WHAT TO DO: Reproduce every line of the data below without changing a single character.

GIVEN DATA:
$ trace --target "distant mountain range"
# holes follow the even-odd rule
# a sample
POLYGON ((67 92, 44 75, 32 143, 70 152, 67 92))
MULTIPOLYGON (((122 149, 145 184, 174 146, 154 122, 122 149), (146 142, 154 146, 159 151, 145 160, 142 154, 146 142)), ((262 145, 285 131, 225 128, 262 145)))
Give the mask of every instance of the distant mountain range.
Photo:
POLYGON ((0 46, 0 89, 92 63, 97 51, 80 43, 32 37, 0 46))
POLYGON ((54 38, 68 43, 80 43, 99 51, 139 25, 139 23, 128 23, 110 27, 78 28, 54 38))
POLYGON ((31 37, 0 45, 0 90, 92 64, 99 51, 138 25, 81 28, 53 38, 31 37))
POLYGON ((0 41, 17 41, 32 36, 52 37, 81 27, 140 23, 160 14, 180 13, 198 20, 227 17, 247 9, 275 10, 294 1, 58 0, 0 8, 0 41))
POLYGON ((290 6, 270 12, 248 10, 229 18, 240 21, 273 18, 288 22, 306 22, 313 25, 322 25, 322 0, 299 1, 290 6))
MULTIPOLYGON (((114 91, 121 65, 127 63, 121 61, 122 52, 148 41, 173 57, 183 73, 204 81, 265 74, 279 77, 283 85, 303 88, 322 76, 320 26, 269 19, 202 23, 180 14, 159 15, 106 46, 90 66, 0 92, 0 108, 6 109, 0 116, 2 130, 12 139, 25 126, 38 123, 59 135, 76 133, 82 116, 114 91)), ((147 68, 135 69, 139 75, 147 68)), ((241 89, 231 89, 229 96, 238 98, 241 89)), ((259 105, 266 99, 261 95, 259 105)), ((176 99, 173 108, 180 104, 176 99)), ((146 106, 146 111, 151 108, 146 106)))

REPLY:
$ trace --target "distant mountain range"
# holes follow the even-odd rule
# a sample
POLYGON ((67 92, 44 75, 32 143, 70 152, 67 92))
MULTIPOLYGON (((122 149, 145 184, 174 146, 154 122, 122 149), (146 142, 154 146, 159 151, 145 160, 142 154, 146 142)), ((262 145, 285 131, 225 128, 262 145)))
Give the mask of every instance of the distant mountain range.
Photo:
POLYGON ((0 46, 0 89, 92 63, 97 51, 80 43, 32 37, 0 46))
POLYGON ((54 38, 68 43, 80 43, 99 51, 139 25, 139 23, 128 23, 110 27, 78 28, 54 38))
POLYGON ((31 37, 0 45, 0 90, 92 64, 99 51, 138 25, 81 28, 53 38, 31 37))
POLYGON ((0 41, 17 41, 32 36, 52 37, 81 27, 140 23, 160 14, 180 13, 198 20, 227 17, 247 9, 275 10, 294 1, 58 0, 0 8, 0 41))
POLYGON ((290 6, 270 12, 248 10, 229 18, 240 21, 273 18, 288 22, 306 22, 313 25, 322 25, 322 0, 299 1, 290 6))
MULTIPOLYGON (((114 91, 121 65, 127 63, 121 61, 122 52, 148 41, 173 57, 183 73, 204 81, 265 74, 279 77, 283 85, 303 88, 322 76, 320 26, 269 19, 202 23, 180 14, 159 15, 106 46, 90 66, 0 92, 0 108, 6 109, 0 116, 2 130, 12 139, 25 126, 38 123, 59 135, 76 133, 82 116, 114 91)), ((147 68, 135 69, 139 75, 147 68)), ((241 89, 231 89, 229 96, 238 98, 241 89)), ((259 105, 266 99, 261 95, 259 105)), ((176 99, 173 108, 180 104, 176 99)), ((146 106, 146 111, 151 108, 146 106)))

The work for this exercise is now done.